- **ACTIVITY LIST**:
(A) From the weightlifting text, list every point the judges look for when deciding whether a lift is good.
(B) Pick up the weightlifting text after its last sentence and continue writing it.

- **TEXT SHOWN**:
━━━━━━━━━━━━━━━━━━━━
Three Judges watch for incorrect features of the lift to separate a “Good” lift from a “Bad Lift”.

Here are the basic items judges look for:

  • No part of the lifter (except the bottom of the feet) shall touch the platform.
  • The Lifter cannot “press out” the barbell. Press out is when the elbows are bent and the lifter uses strength of the arms to lock out the elbows.
  • The lift must be all in one continuous movement – no stopping and restarting.
  • The elbows must not touch thighs or knees during the Clean. This is dangerous and can cause serious injury.
  • The Lifter must hold the bar steady and be motionless between the Clean and the Jerk.
  • The Lifter must hold the bar steady and motionless in all parts of the body overhead with feet inline with the plane of the trunk until the judges give the down signal
  • The Lifter must guide the bar down at least below shoulder level when the lift is complete. Dropping from overhead is dangerous and an incorrect movement.
  • The Lifter must remain on the platform during the execution of the lift.

Equipment

Barbell

Equipment consisting of a steel bar and rubber-coated discs of different weights fastened onto it. In weightlifting competitions, competitors must lift the barbell loaded to a certain weight under strictly specified conditions. In competition, the barbell’s weight is progressively loaded by one-kilo increments.

Collar

A metal component that encircles the bar and secures the weights in place (weighing 2.5kg each).
━━━━━━━━━━━━━━━━━━━━
- **SUPPLIED ENTRIES**:
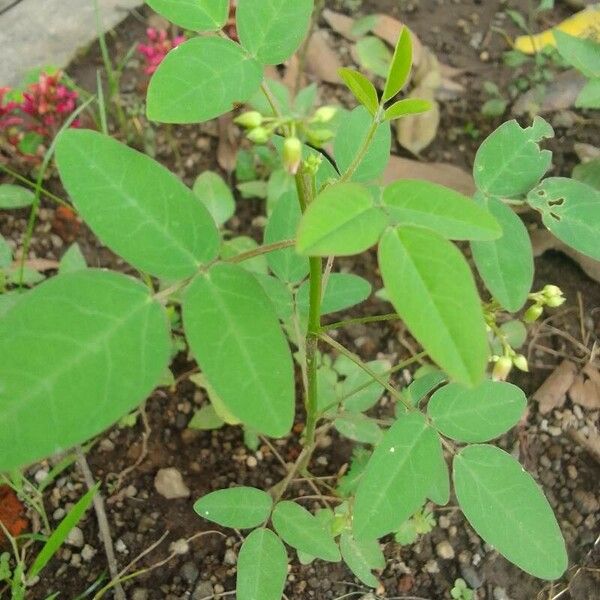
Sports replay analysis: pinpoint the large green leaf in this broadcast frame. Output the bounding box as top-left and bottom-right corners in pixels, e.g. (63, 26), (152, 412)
(56, 129), (219, 279)
(0, 269), (171, 472)
(353, 413), (449, 540)
(383, 27), (413, 102)
(146, 0), (229, 31)
(427, 381), (527, 442)
(193, 171), (235, 225)
(383, 179), (502, 240)
(0, 183), (35, 209)
(471, 198), (534, 312)
(296, 183), (387, 256)
(338, 67), (379, 117)
(236, 529), (288, 600)
(379, 227), (488, 385)
(147, 37), (263, 123)
(272, 501), (340, 562)
(194, 487), (273, 529)
(236, 0), (314, 65)
(340, 531), (385, 588)
(334, 106), (392, 181)
(454, 445), (568, 579)
(527, 177), (600, 260)
(553, 29), (600, 79)
(473, 117), (554, 198)
(265, 191), (309, 283)
(183, 264), (294, 437)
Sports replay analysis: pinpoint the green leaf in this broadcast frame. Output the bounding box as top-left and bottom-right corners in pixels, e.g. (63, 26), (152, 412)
(58, 242), (87, 275)
(0, 235), (12, 269)
(385, 98), (433, 121)
(333, 413), (383, 445)
(383, 179), (502, 240)
(379, 227), (488, 385)
(383, 27), (412, 101)
(265, 191), (309, 283)
(194, 487), (273, 529)
(147, 36), (263, 123)
(334, 106), (392, 181)
(573, 158), (600, 191)
(236, 0), (314, 65)
(552, 29), (600, 79)
(427, 381), (527, 442)
(575, 78), (600, 108)
(146, 0), (229, 31)
(236, 529), (288, 600)
(188, 404), (225, 431)
(193, 171), (235, 226)
(338, 67), (379, 117)
(356, 35), (392, 77)
(0, 183), (35, 209)
(471, 198), (534, 312)
(296, 273), (372, 316)
(353, 413), (448, 540)
(221, 235), (269, 275)
(340, 531), (385, 588)
(473, 117), (554, 198)
(454, 446), (568, 580)
(296, 183), (387, 256)
(272, 501), (340, 562)
(56, 129), (219, 279)
(183, 264), (294, 437)
(527, 177), (600, 260)
(0, 269), (171, 471)
(27, 483), (100, 579)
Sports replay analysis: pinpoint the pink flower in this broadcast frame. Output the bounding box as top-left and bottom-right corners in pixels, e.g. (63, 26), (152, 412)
(138, 27), (185, 75)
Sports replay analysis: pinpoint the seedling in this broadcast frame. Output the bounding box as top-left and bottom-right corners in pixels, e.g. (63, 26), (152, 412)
(0, 0), (600, 600)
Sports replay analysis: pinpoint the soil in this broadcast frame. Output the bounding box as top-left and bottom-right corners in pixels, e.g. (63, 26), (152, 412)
(0, 0), (600, 600)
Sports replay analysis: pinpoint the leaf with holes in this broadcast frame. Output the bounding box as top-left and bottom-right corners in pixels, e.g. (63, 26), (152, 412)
(473, 117), (554, 198)
(272, 501), (340, 562)
(379, 227), (489, 386)
(56, 129), (219, 279)
(146, 0), (229, 31)
(527, 177), (600, 260)
(194, 487), (273, 529)
(471, 196), (534, 312)
(236, 529), (288, 600)
(427, 381), (527, 442)
(236, 0), (314, 65)
(353, 413), (449, 540)
(146, 37), (263, 123)
(183, 263), (294, 437)
(0, 269), (171, 471)
(454, 445), (568, 580)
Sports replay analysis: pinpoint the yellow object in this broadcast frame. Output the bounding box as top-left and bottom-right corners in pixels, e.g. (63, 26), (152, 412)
(514, 4), (600, 54)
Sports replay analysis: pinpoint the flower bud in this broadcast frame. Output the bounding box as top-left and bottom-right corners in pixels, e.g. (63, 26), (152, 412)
(492, 356), (512, 381)
(233, 110), (263, 129)
(513, 354), (529, 373)
(523, 304), (544, 323)
(283, 137), (302, 175)
(248, 127), (271, 144)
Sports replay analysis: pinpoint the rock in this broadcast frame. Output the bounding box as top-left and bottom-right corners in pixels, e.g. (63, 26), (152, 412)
(192, 581), (214, 600)
(154, 467), (190, 500)
(435, 540), (455, 560)
(66, 527), (85, 548)
(180, 561), (200, 585)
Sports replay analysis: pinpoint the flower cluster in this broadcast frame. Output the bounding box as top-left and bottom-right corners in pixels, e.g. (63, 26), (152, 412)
(0, 72), (79, 155)
(138, 27), (185, 75)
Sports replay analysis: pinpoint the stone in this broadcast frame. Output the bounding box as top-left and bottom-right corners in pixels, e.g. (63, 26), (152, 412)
(154, 467), (190, 500)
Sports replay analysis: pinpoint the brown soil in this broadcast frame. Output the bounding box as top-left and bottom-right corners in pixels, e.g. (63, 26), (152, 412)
(0, 0), (600, 600)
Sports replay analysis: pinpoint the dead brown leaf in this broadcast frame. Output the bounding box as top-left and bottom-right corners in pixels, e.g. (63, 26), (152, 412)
(383, 156), (475, 196)
(533, 360), (577, 415)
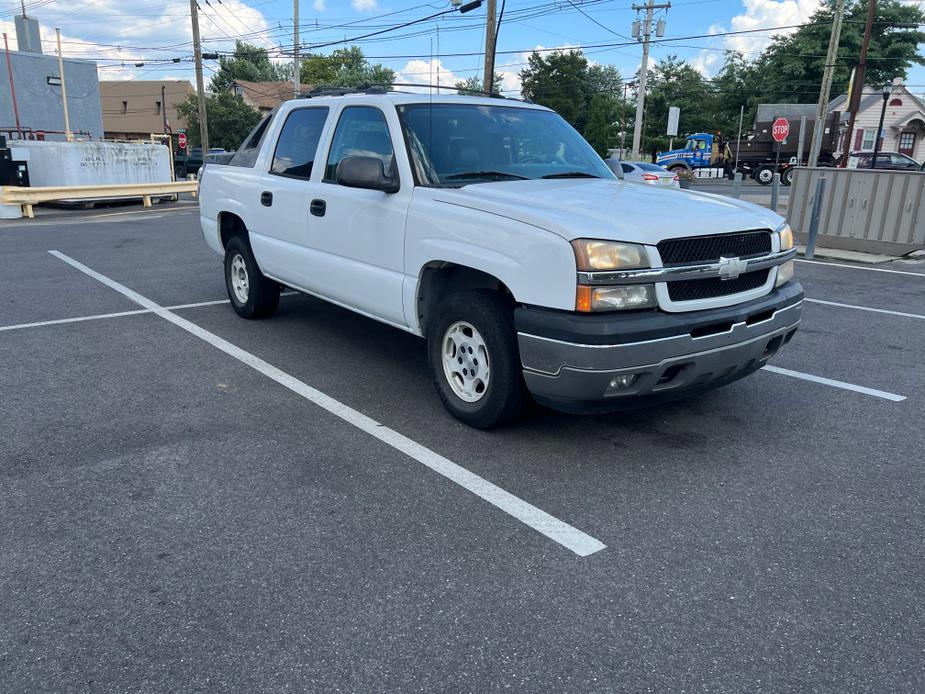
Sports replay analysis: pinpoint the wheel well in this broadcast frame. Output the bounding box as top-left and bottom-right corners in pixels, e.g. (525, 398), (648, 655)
(218, 212), (247, 254)
(417, 261), (516, 335)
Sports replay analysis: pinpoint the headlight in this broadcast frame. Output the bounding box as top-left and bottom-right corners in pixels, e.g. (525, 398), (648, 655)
(572, 239), (649, 272)
(774, 260), (794, 287)
(575, 284), (658, 313)
(777, 224), (793, 251)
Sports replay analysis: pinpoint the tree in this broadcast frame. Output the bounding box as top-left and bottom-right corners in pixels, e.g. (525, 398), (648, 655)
(456, 72), (503, 96)
(583, 93), (617, 157)
(299, 46), (395, 87)
(520, 50), (623, 132)
(209, 41), (292, 94)
(177, 91), (261, 150)
(754, 0), (925, 103)
(643, 55), (717, 152)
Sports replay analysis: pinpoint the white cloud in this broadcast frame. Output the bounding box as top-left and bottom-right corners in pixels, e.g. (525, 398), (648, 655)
(395, 58), (465, 94)
(691, 0), (822, 75)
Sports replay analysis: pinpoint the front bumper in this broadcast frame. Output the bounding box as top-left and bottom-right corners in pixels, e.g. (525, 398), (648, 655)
(515, 282), (803, 411)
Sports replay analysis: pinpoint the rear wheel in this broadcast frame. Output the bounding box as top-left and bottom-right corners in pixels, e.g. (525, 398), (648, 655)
(225, 236), (279, 318)
(427, 290), (529, 429)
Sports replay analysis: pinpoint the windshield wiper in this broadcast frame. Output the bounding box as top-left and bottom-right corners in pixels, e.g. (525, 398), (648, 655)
(445, 171), (528, 181)
(540, 171), (600, 178)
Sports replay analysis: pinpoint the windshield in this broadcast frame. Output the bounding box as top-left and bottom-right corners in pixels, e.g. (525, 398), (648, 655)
━━━━━━━━━━━━━━━━━━━━
- **ANSWERS GIVEN**:
(A)
- No part of the lifter except the bottom of the feet may touch the platform.
- The lifter cannot "press out" the barbell, meaning bend the elbows and use arm strength to lock them out.
- The lift must be one continuous movement, with no stopping and restarting.
- The elbows must not touch the thighs or knees during the Clean.
- The lifter must hold the bar steady and be motionless between the Clean and the Jerk.
- The lifter must hold the bar steady overhead, with the whole body motionless and the feet in line with the plane of the trunk, until the judges give the down signal.
- When the lift is complete, the lifter must guide the bar down to at least below shoulder level.
- The lifter must stay on the platform while performing the lift.

(B)
Disc

An individual cylindrical weight on the bar. The weight of the discs ranges between 0.5kg and 25kg, symmetrically loaded on the bar in accordance with the weight requested by the athlete for his/her attempt.

Sleeve

The end parts of the bar where the weights are attached.

Referee Light System

The three referees give their decision about the correctness and validity of each lift by pressing white or red light buttons on a small device in front of them. As soon as a referee has judged a lift as correctly completed, he or she will press the white light button, or, if the attempt is incorrect or missed, the red light button.

Main Scoreboard

The large scoreboard on the wall helps spectators to follow the progress of the competition by indicating all the important data on the lifters, the progress of the competition and the actual ranking in that particular competition (group/session).

Record Board

The records relevant to the competition/championships and the category contested are displayed in the venue for information to the public. When displayed on the main scoreboard, the records are immediately updated.

Multi-Video Screen

Replays of the lifts in slow motion from different angles are presented to the public and the Jury after each attempt to allow for better observation of the athletes’ movements, which are very fast in real time.

Costume/Outfit of Competitors

Competitors wear a – usually – one-piece, close-fitting leotard, with or without a T-shirt underneath.

Weightlifting Shoes

are designed specially to give stability to the feet during the execution of the lift.

Weightlifting Belt

(Maximum 120mm wide) may be worn to support the trunk during the attempt.

Bandages

May be worn on the wrists or the knees. Elastic knee-caps may also be worn instead of the knee bandage. Weightlifters may use special gloves to improve their grip on the bar.